SHORT TASK: Please rewrite the material below as a numbered list, leaving out any blank lines.

DATA RECORDS:
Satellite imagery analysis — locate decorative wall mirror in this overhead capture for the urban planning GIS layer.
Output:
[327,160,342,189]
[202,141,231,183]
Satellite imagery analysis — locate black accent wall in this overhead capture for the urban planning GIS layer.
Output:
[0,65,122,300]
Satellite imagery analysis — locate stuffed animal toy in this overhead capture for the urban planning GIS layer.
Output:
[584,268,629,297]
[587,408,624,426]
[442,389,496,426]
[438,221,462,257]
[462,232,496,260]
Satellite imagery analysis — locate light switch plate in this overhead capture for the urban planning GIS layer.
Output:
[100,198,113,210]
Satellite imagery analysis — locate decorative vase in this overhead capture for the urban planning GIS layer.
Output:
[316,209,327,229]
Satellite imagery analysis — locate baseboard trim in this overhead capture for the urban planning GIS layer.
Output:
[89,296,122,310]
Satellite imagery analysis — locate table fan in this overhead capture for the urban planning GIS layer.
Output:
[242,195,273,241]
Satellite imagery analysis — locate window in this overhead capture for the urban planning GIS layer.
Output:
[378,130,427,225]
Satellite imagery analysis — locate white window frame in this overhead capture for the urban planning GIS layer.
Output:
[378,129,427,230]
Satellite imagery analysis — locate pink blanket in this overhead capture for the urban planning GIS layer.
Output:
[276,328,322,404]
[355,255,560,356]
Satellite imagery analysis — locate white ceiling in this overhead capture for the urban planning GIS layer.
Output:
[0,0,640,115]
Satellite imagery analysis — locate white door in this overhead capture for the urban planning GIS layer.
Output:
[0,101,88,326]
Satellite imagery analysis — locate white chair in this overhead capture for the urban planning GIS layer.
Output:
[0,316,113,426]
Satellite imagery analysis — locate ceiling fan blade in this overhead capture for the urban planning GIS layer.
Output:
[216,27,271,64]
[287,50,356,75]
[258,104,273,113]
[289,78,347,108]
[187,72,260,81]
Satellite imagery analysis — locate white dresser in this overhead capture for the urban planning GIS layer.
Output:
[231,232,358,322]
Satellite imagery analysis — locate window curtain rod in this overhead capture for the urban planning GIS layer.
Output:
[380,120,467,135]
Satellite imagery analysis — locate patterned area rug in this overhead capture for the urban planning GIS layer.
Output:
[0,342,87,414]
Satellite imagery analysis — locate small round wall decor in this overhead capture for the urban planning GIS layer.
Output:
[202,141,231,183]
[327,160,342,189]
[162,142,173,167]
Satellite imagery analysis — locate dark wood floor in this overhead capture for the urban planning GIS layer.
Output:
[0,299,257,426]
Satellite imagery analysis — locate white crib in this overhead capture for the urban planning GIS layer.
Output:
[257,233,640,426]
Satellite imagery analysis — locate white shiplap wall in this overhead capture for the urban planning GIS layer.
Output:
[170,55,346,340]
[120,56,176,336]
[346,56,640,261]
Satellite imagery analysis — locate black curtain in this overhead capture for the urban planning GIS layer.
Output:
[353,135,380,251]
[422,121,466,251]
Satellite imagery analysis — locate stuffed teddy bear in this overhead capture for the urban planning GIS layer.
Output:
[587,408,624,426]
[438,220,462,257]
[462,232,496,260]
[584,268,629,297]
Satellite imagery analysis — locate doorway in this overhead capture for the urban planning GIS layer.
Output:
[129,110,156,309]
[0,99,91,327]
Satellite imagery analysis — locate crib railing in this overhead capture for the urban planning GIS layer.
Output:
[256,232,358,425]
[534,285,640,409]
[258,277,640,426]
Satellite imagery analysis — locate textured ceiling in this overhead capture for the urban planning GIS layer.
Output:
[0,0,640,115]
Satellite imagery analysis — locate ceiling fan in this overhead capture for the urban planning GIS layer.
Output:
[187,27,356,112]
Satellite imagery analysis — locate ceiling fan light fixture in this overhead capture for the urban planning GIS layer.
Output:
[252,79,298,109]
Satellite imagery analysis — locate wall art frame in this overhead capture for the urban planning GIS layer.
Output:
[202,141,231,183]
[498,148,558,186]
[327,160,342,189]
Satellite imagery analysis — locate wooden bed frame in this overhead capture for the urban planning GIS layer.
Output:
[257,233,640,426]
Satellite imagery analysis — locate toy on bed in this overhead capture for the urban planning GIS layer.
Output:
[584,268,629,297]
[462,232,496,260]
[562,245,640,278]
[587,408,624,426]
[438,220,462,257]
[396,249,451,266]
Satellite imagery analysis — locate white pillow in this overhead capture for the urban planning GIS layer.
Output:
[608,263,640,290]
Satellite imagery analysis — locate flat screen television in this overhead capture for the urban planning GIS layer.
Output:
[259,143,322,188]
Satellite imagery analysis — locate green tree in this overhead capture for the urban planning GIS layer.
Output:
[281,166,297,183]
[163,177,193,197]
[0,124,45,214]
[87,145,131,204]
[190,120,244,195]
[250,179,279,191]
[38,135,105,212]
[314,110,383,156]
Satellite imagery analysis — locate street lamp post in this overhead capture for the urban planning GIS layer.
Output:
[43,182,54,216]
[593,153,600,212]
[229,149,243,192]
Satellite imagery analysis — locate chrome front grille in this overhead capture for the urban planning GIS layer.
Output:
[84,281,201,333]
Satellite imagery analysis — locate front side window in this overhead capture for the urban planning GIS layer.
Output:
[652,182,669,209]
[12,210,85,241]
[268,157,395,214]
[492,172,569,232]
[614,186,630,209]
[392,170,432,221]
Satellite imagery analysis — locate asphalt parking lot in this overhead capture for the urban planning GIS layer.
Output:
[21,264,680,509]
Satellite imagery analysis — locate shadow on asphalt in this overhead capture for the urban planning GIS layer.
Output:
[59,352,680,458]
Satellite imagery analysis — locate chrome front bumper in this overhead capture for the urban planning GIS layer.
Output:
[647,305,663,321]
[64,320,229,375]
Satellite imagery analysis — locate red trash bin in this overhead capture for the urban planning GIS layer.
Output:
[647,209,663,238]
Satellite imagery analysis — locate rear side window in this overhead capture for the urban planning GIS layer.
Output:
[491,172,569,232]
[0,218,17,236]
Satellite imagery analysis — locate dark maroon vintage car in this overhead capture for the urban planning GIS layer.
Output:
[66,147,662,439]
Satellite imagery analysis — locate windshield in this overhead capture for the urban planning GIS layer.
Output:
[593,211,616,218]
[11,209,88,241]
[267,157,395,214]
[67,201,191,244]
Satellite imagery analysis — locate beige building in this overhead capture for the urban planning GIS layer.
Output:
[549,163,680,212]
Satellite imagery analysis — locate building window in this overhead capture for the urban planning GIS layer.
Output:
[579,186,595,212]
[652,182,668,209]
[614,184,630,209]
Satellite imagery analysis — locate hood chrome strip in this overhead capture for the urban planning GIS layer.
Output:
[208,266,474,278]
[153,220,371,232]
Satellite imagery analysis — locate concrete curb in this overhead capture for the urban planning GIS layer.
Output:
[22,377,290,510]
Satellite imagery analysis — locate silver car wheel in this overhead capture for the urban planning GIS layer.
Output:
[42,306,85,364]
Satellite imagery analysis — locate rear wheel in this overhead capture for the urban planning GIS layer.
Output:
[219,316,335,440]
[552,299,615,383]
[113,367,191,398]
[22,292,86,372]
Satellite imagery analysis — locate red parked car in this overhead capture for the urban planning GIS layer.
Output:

RESPONSE TO THIS TASK:
1. Satellite imagery analysis — locate decorative wall mirror in this overhead capture for the urban planning GIS layer.
2. Output:
3. [327,160,342,189]
4. [202,141,231,183]
5. Satellite imagery analysis — locate black accent wall in this overhead capture for the urban planning GIS layer.
6. Output:
7. [0,65,122,300]
8. Satellite imagery analysis — locate stuffed animal toy in this overhead capture for the urban planning GIS layer.
9. Output:
10. [584,268,629,297]
11. [587,408,624,426]
12. [442,389,496,426]
13. [438,221,462,257]
14. [462,232,496,260]
15. Satellite imagery analysis — locate light switch plate in this overhead capture for the urban planning GIS layer.
16. Output:
17. [100,198,113,210]
18. Satellite imagery analysis — locate decorative vase in this overhead capture for the urban planning GIS layer.
19. Output:
20. [316,209,327,229]
21. Satellite imagery analysis — locate baseboard trim in this overhead capture for the urban planning GIS layer.
22. Output:
23. [89,296,122,310]
24. Satellite imagery analysis — locate table fan in this overhead capture for the urban planning GIS layer.
25. Output:
26. [242,195,273,241]
27. Satellite imagery analysis — locate window in this overhead capture for the urban planning GIS layer.
28. Output:
29. [378,130,427,225]
30. Satellite imagery analysis — locate white window frame in this overhead capture for the urban planning GIS layer.
31. Output:
32. [378,129,427,230]
33. Satellite imagery analysis — locate pink blanket in this overhead capture for the urban planning GIS layer.
34. Output:
35. [276,328,322,404]
36. [355,255,560,356]
37. Satellite imagery analysis — locate white ceiling in this overhead capture for the urban planning GIS layer.
38. Output:
39. [0,0,640,115]
40. Satellite imagery analysis — locate white door in this overhead capture for the urban planning GIS layer.
41. Output:
42. [0,101,88,326]
43. Satellite imagery analysis — locate white chair in this overhead capture for the urban planning GIS layer.
44. Output:
45. [0,316,113,426]
46. Satellite imagery analysis — locate ceiling fan blade in this overhead capture for the urban planning GIS layer.
47. Output:
48. [216,27,271,64]
49. [287,50,356,75]
50. [258,104,273,113]
51. [289,78,347,108]
52. [187,72,260,81]
53. Satellite imagery analysis — locate white dresser in this overhead capture for the urban planning GIS layer.
54. Output:
55. [231,232,358,322]
56. Satellite imagery analysis — locate window curtain rod in this overhead capture for the urban planning GIS layer.
57. Output:
58. [380,120,467,135]
59. Satellite imagery analysis — locate patterned area rug in this overhead capture for the urban planning GIS layer.
60. Output:
61. [0,342,87,414]
62. Satellite imagery analysis — locate small round wall decor in this overhead capture for the urban planning GIS layer.
63. Output:
64. [202,141,231,183]
65. [327,160,342,189]
66. [162,142,173,167]
67. Satellite imagery analysis — locate dark wood floor in this overhead capture for the urban planning GIS layer.
68. Output:
69. [0,299,257,426]
70. Satellite imagery analysis — locate white crib in this overhead capture for the urban planning GIS layer.
71. Output:
72. [257,233,640,426]
73. Satellite imagery analysis — locate white shiplap wall in this overhead capture for the urban planning GIS layer.
74. Output:
75. [170,55,346,340]
76. [120,56,176,336]
77. [346,56,640,261]
78. Satellite imagery analysis — locate black curtain in this overhead capture for the urban planning GIS layer.
79. Output:
80. [353,135,380,251]
81. [422,121,466,251]
82. Satellite imagery analysis — locate stuffed teddy bear in this overhead capture for the urban planning GIS layer.
83. Output:
84. [587,408,624,426]
85. [438,220,462,257]
86. [462,232,496,260]
87. [584,268,629,297]
88. Satellite imagery analysis — locate doorway in this overhead capture for the urban planning GIS layer.
89. Output:
90. [129,110,156,309]
91. [0,99,91,327]
92. Satellite imagery analysis — locate crib railing in this overhead capture for the urban planning GIS layer.
93. Output:
94. [256,232,358,425]
95. [534,285,640,409]
96. [258,277,640,426]
97. Satellite imagery analysis — locate textured ceiling in this overhead capture for the urban planning GIS layer.
98. Output:
99. [0,0,640,115]
100. Satellite imagery analysis — locate ceiling fan in this overhead capture for the urban planning GIS layer.
101. Output:
102. [187,27,356,112]
103. Satellite imagery analysis — locate ceiling fan light fixture in this overhead capture for the urban planning GIS layer.
104. Output:
105. [252,79,298,109]
106. Satellite imagery analysis — locate wall art frame in this overhead capture for the urban planning GIS layer.
107. Output:
108. [202,141,231,183]
109. [498,148,558,186]
110. [327,160,342,189]
111. Satellite imagery analysis — locate wooden bed frame in this overhead capture for the urban planning GIS layer.
112. Output:
113. [257,233,640,426]
114. Satellite imagery analysis — locate toy on bed in this overhead capture for the urban planning GIS layer.
115. Output:
116. [584,268,629,297]
117. [462,232,496,260]
118. [562,245,640,278]
119. [587,408,624,426]
120. [438,220,462,257]
121. [396,249,451,266]
122. Satellite imagery analysis — locate white pillow in this overhead capture for the urban planning GIS layer.
123. Output:
124. [608,263,640,290]
125. Satellite imagery analysis — locate flat screen television in this overhead capture for the urban planning GIS layer.
126. Output:
127. [259,143,322,188]
128. Satellite imagery analysis — locate green tree in this overhead capture for the urban planning GIS layer.
129. Output:
130. [281,166,297,183]
131. [163,177,193,197]
132. [0,124,45,214]
133. [87,145,131,204]
134. [190,120,244,195]
135. [250,179,279,191]
136. [38,135,105,212]
137. [314,110,383,156]
138. Satellite imagery analysis — locate street lamp post in this overhead capture for the urban planning GIS layer.
139. Output:
140. [43,182,54,216]
141. [593,153,600,212]
142. [229,149,243,192]
143. Satellite imagery analysis — locate chrome front grille in this overhead capture for the urban planning GIS layer.
144. Output:
145. [84,281,201,333]
146. Satellite imagery analysis — locate front side window in this overhead capture for the urban planning GIS layer.
147. Output:
148. [652,182,669,209]
149. [12,210,85,241]
150. [268,157,395,214]
151. [492,172,569,232]
152. [614,186,630,209]
153. [392,170,432,221]
154. Satellite imagery analysis — locate asphalt parking lot in this overhead capture for the urban planning GIS layer.
155. Output:
156. [21,264,680,509]
157. Satellite imagery analysis — locate shadow on asphalt in this overhead capture for the urban planning GIS layer.
158. Output:
159. [59,352,680,458]
160. Satellite imagery analysis — locate chrome front bumper in this overhead capture for the urban planning GIS layer.
161. Output:
162. [647,305,663,321]
163. [64,320,229,375]
164. Satellite imagery analysis — locate red trash bin in this overhead capture for the urban planning GIS layer.
165. Output:
166. [647,209,663,238]
167. Satellite imagery analysis — locate rear side window in this overhead capture for the urban planning GIS layer.
168. Output:
169. [491,172,569,232]
170. [0,218,17,236]
171. Satellite imagery analysis — locate dark maroon vintage car in this overhead capture for the urban planning GIS layer.
172. Output:
173. [66,147,662,439]
174. Satellite imagery analysis — locate windshield in this overhead capture for the urban planning GIS layer.
175. Output:
176. [593,211,616,218]
177. [11,209,88,241]
178. [267,157,395,214]
179. [67,201,191,244]
180. Satellite imagery analysis — locate beige building in this overhead capture for the urban planning GIS layer.
181. Output:
182. [549,163,680,212]
183. Satellite imagery analysis — locate building window in this overhead capture for the urban planning GIS layer.
184. Output:
185. [579,186,595,212]
186. [652,182,668,209]
187. [614,184,630,209]
188. Satellite imagery analysis — locate hood chrome strip in this overhead capture for the urban planning GIS layer.
189. Output:
190. [208,266,474,278]
191. [153,220,371,232]
192. Satellite imagery analysis — locate concrete curb in this overhead capture for the urban planning GIS layer.
193. Output:
194. [22,377,290,510]
195. Satellite imagery analysis — locate silver car wheel in this overhead capture for the urban planning GIS layer.
196. Output:
197. [42,306,85,364]
198. Satellite imagery analysis — locate rear wheel in this overhead capture for the urban planning GIS layer.
199. Output:
200. [219,316,335,440]
201. [552,299,615,383]
202. [113,367,191,398]
203. [22,292,86,372]
204. Satellite imagery analysis — locate red parked car in this overhead capture for the urban planning GIS layer.
205. Output:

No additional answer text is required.